■ **Tasks to carry out**:
1. List every factor the pension passage below says a defined benefit formula can include.
2. Translate this sentence from the pension passage below into Spanish: "For more than a decade, the New York Police Department ran an elaborate scheme that allowed dozens of cops to qualify for boosted pensions by claiming to be disabled when they really weren't."
3. Pick up the pension passage below after its last sentence and keep writing it.

── Quoted passage ──

It might be someone like Joe Derrico, a former New Jersey cop who started collecting a $69,000 annual pension when he was just 43 years old because he claimed to be disabled. He wasn't—as anyone who saw Derrico chasing down cars on "Bear Swamp Recovery," a reality TV show about the repo business, would have concluded.

Such scams aren't uncommon. For more than a decade, the New York Police Department ran an elaborate scheme that allowed dozens of cops to qualify for boosted pensions by claiming to be disabled when they really weren't.

These types of abuses go hand-in-hand defined benefit pension plans. Not officially, of course, but incentives matter and all the incentives in a defined benefit system are aligned to make this sort of thing happen.

If your pension is based on a formula, as defined benefit systems are—it's usually a formula including years worked and highest annual salary, but often including special rewards for employees who pass certain thresholds like 20 years in the same department—then getting a higher payout is all about tweaking the formula. If your bosses are getting their benefits the same way, there's a strong incentive to look the other way—or, as in Avila's case, to actively work to find a way to keep someone on the payroll an extra few months so they qualify for the higher benefit.

───
── Provided data ──

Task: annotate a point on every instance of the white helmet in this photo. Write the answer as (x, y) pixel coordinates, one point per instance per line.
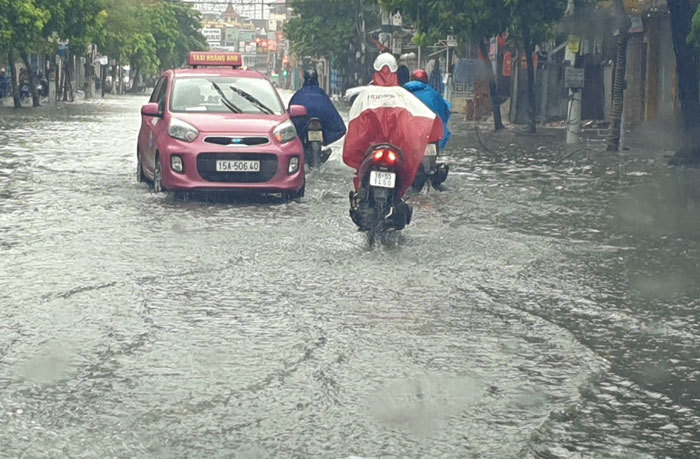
(386, 59)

───

■ **Answers given**:
1.
Years worked
Highest annual salary
Special rewards for employees who pass certain thresholds, like 20 years in the same department

2. Durante más de una década, el Departamento de Policía de Nueva York llevó a cabo un elaborado esquema que permitió a decenas de policías obtener pensiones incrementadas alegando estar discapacitados cuando en realidad no lo estaban.

3.
In a defined contribution system, like the 401(k) retirement plans more common in the private sector, those sorts of games can't be played. Your retirement benefits are the result of your own investments, not a guaranteed payout backstopped by taxpayers and based on a formula that can easily be abused without proper oversite.

Congratulations to Avila on his retirement. Thanks for the years of public service.